(WHAT TO WORK ON)
Scale the items below by rewriting all of their lines, including the wording before each set of answers. In the answers, multiply every point coordinate by 1.65 and round it to a whole number, with halves rounded up. Leave the pictures out.

# start of DATA SHOWN

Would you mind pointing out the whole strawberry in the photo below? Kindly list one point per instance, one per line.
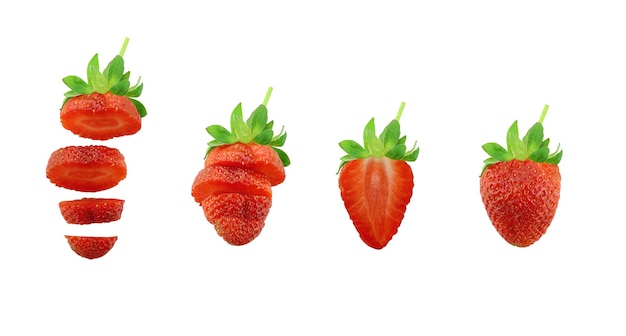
(105, 106)
(520, 185)
(376, 183)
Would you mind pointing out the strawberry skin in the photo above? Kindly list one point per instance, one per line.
(215, 180)
(91, 247)
(86, 168)
(100, 116)
(262, 158)
(237, 218)
(521, 198)
(376, 192)
(91, 210)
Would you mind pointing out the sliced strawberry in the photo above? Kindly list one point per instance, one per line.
(86, 168)
(91, 210)
(376, 192)
(376, 182)
(100, 116)
(262, 158)
(238, 218)
(215, 180)
(105, 106)
(91, 247)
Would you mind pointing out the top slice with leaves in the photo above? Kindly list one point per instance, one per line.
(104, 106)
(531, 147)
(243, 144)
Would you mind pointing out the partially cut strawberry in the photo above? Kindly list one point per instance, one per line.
(91, 247)
(215, 180)
(91, 210)
(86, 168)
(261, 158)
(238, 218)
(376, 183)
(104, 106)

# end of DATA SHOWN

(TASK RESPONSE)
Would you mind pointing out the whole strawberry in the photo below? Kindly list one point per instance, one per line.
(173, 175)
(858, 305)
(620, 302)
Would you mind pointing out the strawberry skin in the photo above? Kindly list one point per instance, one per line.
(355, 297)
(150, 408)
(142, 277)
(165, 191)
(432, 261)
(391, 360)
(860, 327)
(620, 317)
(150, 347)
Would you mind pointing out the sliced strawberry in the photo above? Kindly list one point per instance, one per line.
(142, 277)
(150, 347)
(620, 317)
(620, 300)
(165, 191)
(432, 261)
(393, 360)
(355, 297)
(173, 175)
(150, 408)
Would you mind pointing out the top slice with leaves in the photo above? Kindly list one point per instance, one per line.
(172, 175)
(876, 243)
(401, 238)
Would you mind pointing out the partially cut strawberry in the photo above? Kindly list one point per instance, one per line.
(150, 408)
(355, 297)
(150, 347)
(142, 277)
(431, 261)
(393, 360)
(620, 302)
(172, 175)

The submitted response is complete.